### REQUIRED TASKS
1. Answer these from the text about Joel Caine, each on its own line and marked like the questions:
(a) Which team did he play for in 2004?
(b) How many points did he score for the Wests Tigers?
(c) Which company does he work for as a presenter?
2. Write the next part of the text about Joel Caine, starting after its last sentence.

### DOCUMENT TEXT
=======

Personal information
- Born: 18 September 1978 (age 47) Australia

Playing information
- Height: 175 cm (5 ft 9 in)
- Weight: 84 kg (13 st 3 lb)
- Position: Fullback, Wing
Club
| Years | Team | Pld | T | G | FG | P |
| 1998 | St. George Dragons | 3 | 0 | 0 | 0 | 0 |
| 1999 | Balmain | 19 | 4 | 38 | 0 | 92 |
| 2000–03 | Wests Tigers | 75 | 26 | 211 | 0 | 526 |
| 2003 | London Broncos | 6 | 4 | 1 | 0 | 18 |
| 2004 | Salford City Reds | 24 | 8 | 13 | 0 | 58 |
|  | Total | 127 | 42 | 263 | 0 | 694 |
- Source:
- Relatives: Jess Caine (brother) Tony Caine (brother)

= Joel Caine =

Australian rugby league footballer

Joel Caine (born 18 September 1978) is an Australian former professional rugby league footballer who played in the 1990s and 2000s and works as a presenter for Sportsbet.

Caine played in both the and positions.

==Rugby League career==
Caine played for the St. George Dragons, the Balmain Tigers and the Wests Tigers in the NRL. In the Super League he played for the London Broncos and the Salford City Reds.

=======

### RECORDED INFORMATION
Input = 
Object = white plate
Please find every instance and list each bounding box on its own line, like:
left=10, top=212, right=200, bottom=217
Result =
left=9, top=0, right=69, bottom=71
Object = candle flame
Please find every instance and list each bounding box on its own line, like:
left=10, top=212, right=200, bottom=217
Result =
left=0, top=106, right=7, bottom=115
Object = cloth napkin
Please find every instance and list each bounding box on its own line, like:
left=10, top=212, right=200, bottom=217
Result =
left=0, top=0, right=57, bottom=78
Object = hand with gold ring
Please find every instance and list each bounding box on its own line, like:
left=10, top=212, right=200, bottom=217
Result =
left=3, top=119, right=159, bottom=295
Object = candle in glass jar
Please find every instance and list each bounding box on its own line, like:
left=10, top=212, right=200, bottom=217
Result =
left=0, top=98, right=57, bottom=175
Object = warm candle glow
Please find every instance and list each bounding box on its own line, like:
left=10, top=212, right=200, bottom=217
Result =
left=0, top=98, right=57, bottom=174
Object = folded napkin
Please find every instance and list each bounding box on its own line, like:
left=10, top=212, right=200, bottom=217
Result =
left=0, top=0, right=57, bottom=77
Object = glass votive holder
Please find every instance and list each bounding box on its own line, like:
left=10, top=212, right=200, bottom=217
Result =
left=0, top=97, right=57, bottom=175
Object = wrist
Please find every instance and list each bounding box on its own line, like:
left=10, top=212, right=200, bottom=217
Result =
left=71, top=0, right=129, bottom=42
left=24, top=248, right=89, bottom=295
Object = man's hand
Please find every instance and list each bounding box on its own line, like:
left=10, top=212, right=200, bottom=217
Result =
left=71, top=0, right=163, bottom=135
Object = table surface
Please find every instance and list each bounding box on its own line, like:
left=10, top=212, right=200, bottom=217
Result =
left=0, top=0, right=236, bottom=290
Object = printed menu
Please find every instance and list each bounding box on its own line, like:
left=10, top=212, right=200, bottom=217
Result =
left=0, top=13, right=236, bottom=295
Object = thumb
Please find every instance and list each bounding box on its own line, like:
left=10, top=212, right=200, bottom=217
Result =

=======

### ANSWERS BELOW
1.
(a) Salford City Reds
(b) 526
(c) Sportsbet

2.
Caine made his debut for St. George in round 23 of the 1998 NRL season against the Canberra Raiders at Bruce Stadium. Caine played in St. George's final game before they formed a joint venture with the Illawarra Steelers to become St. George Illawarra. A semi-final loss to Canterbury-Bankstown at Kogarah Oval.

In the 1999 NRL season, Caine joined Balmain. He finished as the club's top point scorer in their final season as a stand-alone entity in the competition. Caine played in the club's final game in the NRL which was a 42–14 loss against Canberra at Bruce Stadium. Balmain would then merge with fellow foundation club Western Suburbs to form the Wests Tigers as part of the NRL's rationalisation policy.

In the inaugural Wests Tigers game in February 2000, Caine scored three tries and kicked four goals against the Brisbane Broncos. The 20 points scored was a club record for over five years, and it was over two years later before another Wests Tigers players scored a treble. Caine held the Wests Tigers' records for most total points scored by a player and most points scored in a season (224 in 2000). All records were later surpassed by Brett Hodgson. He remains the third highest point-scorer for the club, having scored 526 points during his 4 years with Wests Tigers.

Caine later played some country rugby league with the Parkes Spacemen. He was chosen to represent Western Division, but withdrew due to overseas travel.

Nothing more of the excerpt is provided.